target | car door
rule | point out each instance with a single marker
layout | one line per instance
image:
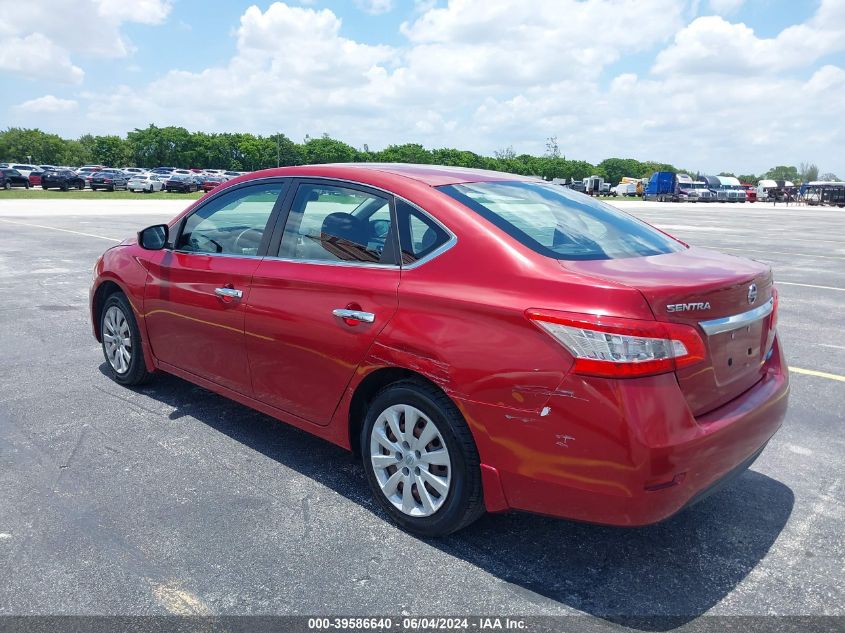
(317, 305)
(196, 292)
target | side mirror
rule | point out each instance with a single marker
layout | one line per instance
(153, 238)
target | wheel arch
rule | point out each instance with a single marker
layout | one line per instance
(107, 288)
(366, 391)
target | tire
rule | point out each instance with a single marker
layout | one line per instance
(438, 514)
(117, 312)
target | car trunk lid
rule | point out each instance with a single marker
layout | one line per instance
(727, 298)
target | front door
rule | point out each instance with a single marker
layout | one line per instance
(315, 309)
(196, 293)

TASK INSTRUCTIONS:
Rewrite all the lines above with "marker" swapped for "dot" and nothing else changed. Leave the pictures out.

WRITTEN SOLUTION:
target | car door
rule | point out each instance with a single dot
layout | one line per instance
image:
(317, 305)
(196, 292)
target | side mirror
rule | point out each instance with a single dot
layout | one line per instance
(153, 238)
target | wheel arch
rule | point out each instance with a single dot
layout | one line per instance
(107, 288)
(366, 391)
target | tire
rule | point out each instance with a single dot
layout | one line per instance
(438, 514)
(117, 312)
target | car trunk lid
rule | point out each instance with a single dot
layout | one line per instance
(727, 298)
target | front door
rule | point out each instance with a single dot
layout | one line per instance
(315, 309)
(196, 293)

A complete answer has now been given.